* **O que se pede**:
**A.** Copie sem alterações o trecho do texto sobre o domingo que começa em "Escrevo esse texto" e termina em "sextou e tebetês.".
**B.** Responda às perguntas a seguir com base no texto sobre o domingo.
(i) Que pensador, segundo o texto, nomeou os "tempos líquidos"?
(ii) O que o psiquismo busca incessantemente?
(iii) Por quem são capitaneados os discursos contemporâneos motivacionais?

───── Texto apresentado

Escrevo esse texto num domingo, dia da semana que gera tanta angústia e um clássico e quase universal sentimento de estranheza que mistura tristeza, um tanto de desencanto e uma ansiedade generalizada porque nos convoca a pensar sobre finais. Final do fim de semana, final de um dia de sossego, preparo para o retorno ao trabalho e à rotina que nem sempre traz satisfação e contentamento. Por mais que nossa cultura narcisista lute contra, o domingo sempre chega, mesmo que o combatamos com a espera e a promessa da próxima sexta-feira. E assim a vida passa rápido demais nesses tempos líquidos que Bauman tão genialmente nomeou, com seus sextou e tebetês.
O ser humano almeja a todo custo combater frustração, perda, luto e fracasso. É do jogo. O psiquismo busca incessantemente a estase de energia e a evitação do desprazer. É nessa brecha que entram os discursos contemporâneos motivacionais, capitaneados por coaches e outros mentores, gurus, que prometem jornadas, imersões, passos e apostilas cheios de frases prontas prometendo o caminho de curas e autoconhecimento. Nunca houve tanta oferta de resoluções imediatas e paradoxalmente tamanho desamparo em nossos dias. As pessoas buscam respostas rápidas para o sofrimento e esse discurso dito positivo encontra espaço numa zona de vulnerabilidade e rapidamente a ocupa.

──────────
───── Dados registrados

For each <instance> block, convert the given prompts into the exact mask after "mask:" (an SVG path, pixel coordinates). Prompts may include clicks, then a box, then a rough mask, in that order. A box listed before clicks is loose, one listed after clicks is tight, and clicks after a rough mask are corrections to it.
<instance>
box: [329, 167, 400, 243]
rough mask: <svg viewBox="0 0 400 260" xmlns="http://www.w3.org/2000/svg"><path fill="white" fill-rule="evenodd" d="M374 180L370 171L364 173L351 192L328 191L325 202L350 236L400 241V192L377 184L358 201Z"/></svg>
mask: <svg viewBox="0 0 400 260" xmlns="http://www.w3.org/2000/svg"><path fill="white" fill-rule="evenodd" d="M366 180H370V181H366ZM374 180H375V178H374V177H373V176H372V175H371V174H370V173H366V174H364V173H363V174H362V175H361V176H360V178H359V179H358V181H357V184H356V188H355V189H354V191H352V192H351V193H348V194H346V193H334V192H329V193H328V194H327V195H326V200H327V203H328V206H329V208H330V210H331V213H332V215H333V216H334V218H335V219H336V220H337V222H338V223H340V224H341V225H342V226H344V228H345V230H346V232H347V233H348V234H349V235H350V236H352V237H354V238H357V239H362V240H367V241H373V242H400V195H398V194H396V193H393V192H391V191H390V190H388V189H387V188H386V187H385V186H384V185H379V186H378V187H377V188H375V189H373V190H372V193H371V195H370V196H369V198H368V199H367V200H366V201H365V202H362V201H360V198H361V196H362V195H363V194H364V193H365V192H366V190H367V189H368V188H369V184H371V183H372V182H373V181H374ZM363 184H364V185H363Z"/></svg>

──────────

* **Respostas às tarefas**:
**A.**
Escrevo esse texto num domingo, dia da semana que gera tanta angústia e um clássico e quase universal sentimento de estranheza que mistura tristeza, um tanto de desencanto e uma ansiedade generalizada porque nos convoca a pensar sobre finais. Final do fim de semana, final de um dia de sossego, preparo para o retorno ao trabalho e à rotina que nem sempre traz satisfação e contentamento. Por mais que nossa cultura narcisista lute contra, o domingo sempre chega, mesmo que o combatamos com a espera e a promessa da próxima sexta-feira. E assim a vida passa rápido demais nesses tempos líquidos que Bauman tão genialmente nomeou, com seus sextou e tebetês.

**B.**
(i) Bauman.
(ii) A estase de energia e a evitação do desprazer.
(iii) Por coaches e outros mentores, gurus.